### EXERCISE
Carry on the passage about the UI image and its input portions, beginning right after its last sentence.

### SELECTED PASSAGE
◆ ◆ ◆ ◆ ◆ ◆ ◆
FIG. 16 is an explanatory diagram of a UI image UI₁ according to the fourth embodiment. The UI image UI₁ illustrated in FIG. 16 is displayed on, for example, the display 202 of FIG. 2 . The UI image UI₁ includes four input portions 11 to 14, an image display portion 15, and a button 16. The input portion 11 is an example of a first input portion. The input portion 12 is an example of a second input portion. The input portion 13 is an example of a third input portion. The input portion 14 is an example of a fourth input portion.
The image display portion 15 is a screen graphically displaying the state in the virtual container V The user can input various parameters to the input portions 11 to 14 while looking at the image display portion 15.
The input portion 14 includes a plurality of boxes to which setting conditions related to the virtual light source 7V can be input. To the input portion 14, for example, the type of the virtual light source 7V, color information of the light virtually emitted from the virtual light source 7V, information of the intensity of the light virtually emitted from the virtual light source 7V, position information of the virtual light source 7V in the virtual space V, orientation information of the virtual light source 7V in the virtual space V, and the like can be input.
The input portion 11 includes a plurality of boxes to which setting conditions related to the virtual camera 401V can be input. To the input portion 11, for example, information of the cell size, information of the number of pixels, information of the aperture of the virtual lens, information of the focal point of the virtual lens, information of distortion of the virtual lens, information of the position of the virtual camera 401V in the virtual space V, orientation information of the virtual camera 401V in the virtual space V, and the like can be input.
The input portion 12 includes a plurality of boxes to which setting conditions related to the virtual workpieces WV can be input. The input portion 13 includes a plurality of boxes to which setting conditions related to the virtual container 30V can be input.
◆ ◆ ◆ ◆ ◆ ◆ ◆
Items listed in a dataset
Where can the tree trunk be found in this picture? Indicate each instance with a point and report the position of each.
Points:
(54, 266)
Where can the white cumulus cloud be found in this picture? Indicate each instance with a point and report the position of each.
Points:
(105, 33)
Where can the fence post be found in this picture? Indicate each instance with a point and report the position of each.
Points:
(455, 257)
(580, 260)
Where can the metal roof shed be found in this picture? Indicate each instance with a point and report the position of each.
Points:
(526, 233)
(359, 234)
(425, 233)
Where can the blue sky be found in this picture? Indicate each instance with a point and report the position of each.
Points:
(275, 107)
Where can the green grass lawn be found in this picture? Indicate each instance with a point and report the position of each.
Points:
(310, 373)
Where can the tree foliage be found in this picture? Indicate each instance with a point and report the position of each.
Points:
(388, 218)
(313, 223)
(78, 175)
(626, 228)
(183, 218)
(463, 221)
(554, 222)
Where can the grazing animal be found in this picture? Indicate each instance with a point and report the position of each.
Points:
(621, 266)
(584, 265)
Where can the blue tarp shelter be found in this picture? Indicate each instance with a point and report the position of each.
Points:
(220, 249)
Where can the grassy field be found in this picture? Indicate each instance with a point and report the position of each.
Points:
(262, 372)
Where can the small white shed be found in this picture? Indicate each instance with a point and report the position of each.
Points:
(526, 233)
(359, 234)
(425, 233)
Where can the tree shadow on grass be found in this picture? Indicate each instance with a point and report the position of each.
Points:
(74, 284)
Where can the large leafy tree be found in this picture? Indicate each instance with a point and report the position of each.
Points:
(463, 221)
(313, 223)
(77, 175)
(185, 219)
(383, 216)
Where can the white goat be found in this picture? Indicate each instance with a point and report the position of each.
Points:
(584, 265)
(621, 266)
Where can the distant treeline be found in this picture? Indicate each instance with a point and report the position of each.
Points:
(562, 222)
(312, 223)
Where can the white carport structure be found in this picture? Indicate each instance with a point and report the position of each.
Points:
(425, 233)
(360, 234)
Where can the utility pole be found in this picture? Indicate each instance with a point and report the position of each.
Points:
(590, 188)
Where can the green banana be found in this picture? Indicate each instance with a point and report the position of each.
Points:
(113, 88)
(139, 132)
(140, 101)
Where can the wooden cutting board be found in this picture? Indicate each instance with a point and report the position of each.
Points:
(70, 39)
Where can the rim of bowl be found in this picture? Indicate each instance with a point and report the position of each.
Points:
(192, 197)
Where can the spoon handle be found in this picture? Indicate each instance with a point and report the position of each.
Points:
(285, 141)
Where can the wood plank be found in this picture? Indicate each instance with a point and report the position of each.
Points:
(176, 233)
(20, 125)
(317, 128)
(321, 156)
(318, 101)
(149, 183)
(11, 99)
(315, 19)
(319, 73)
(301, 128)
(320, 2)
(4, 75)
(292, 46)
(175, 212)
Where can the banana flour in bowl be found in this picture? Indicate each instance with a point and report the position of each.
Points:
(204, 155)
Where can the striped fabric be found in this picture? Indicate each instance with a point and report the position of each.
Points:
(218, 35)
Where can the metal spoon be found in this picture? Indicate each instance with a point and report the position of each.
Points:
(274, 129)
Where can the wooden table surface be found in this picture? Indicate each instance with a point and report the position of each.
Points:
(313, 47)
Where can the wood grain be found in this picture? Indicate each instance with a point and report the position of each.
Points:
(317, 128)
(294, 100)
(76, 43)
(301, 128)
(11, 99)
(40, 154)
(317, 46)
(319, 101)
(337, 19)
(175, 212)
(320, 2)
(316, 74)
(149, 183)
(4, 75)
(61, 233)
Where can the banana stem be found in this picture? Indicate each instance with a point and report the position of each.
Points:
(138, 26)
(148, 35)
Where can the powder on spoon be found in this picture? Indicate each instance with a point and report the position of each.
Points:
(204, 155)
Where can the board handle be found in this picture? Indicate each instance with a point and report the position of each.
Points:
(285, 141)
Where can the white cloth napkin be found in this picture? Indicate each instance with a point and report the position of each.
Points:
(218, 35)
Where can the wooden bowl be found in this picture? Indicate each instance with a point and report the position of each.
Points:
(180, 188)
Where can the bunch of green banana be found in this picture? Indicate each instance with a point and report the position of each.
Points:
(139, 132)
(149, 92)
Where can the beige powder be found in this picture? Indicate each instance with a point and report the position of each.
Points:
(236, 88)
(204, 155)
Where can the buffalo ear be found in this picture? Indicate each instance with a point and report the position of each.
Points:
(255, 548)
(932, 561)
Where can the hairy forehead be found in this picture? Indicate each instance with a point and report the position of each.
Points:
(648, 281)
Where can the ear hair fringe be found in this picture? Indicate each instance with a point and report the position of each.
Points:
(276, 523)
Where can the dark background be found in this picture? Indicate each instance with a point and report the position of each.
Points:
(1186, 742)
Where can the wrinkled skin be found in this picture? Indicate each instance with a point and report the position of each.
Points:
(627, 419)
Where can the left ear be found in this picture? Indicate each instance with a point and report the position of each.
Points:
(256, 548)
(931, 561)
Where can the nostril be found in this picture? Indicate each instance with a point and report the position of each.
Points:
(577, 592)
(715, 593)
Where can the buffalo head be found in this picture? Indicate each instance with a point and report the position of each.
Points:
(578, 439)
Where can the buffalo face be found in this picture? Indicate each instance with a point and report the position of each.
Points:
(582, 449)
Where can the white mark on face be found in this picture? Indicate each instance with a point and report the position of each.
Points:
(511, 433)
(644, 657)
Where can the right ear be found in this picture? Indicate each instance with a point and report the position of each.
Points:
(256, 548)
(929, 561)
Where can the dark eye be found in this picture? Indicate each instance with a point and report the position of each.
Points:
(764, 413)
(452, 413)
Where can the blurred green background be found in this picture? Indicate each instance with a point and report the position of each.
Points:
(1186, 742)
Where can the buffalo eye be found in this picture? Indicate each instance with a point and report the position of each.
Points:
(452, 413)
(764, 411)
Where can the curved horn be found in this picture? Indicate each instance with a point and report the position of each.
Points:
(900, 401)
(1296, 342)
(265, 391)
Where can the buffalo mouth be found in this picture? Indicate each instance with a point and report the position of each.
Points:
◆ ◆ ◆ ◆ ◆ ◆ ◆
### THE REPLY
To the input portion 12, as setting conditions of the virtual workpieces WV in the virtual space V, a workpiece ID indicating the CAD data of the workpiece W, the maximum number of the virtual workpieces WV that can be put into the virtual container 30V, the division number indicating the number of levels, the fall start position where the free falling of the virtual workpieces WV is started, and the like can be input.
To the input portion 13, as the setting conditions of the virtual container 30V in the virtual space V, a container ID indicating the CAD data of the container 30, position information of the virtual container 30V in the virtual space V, the range of (H2 - H1), the division number in the height direction, and the like can be input.
Although examples of the setting conditions that can be input to the input portions 11 to 14 have been described above, the configuration is not limited to this, and the setting conditions that can be input may be added or omitted as appropriate.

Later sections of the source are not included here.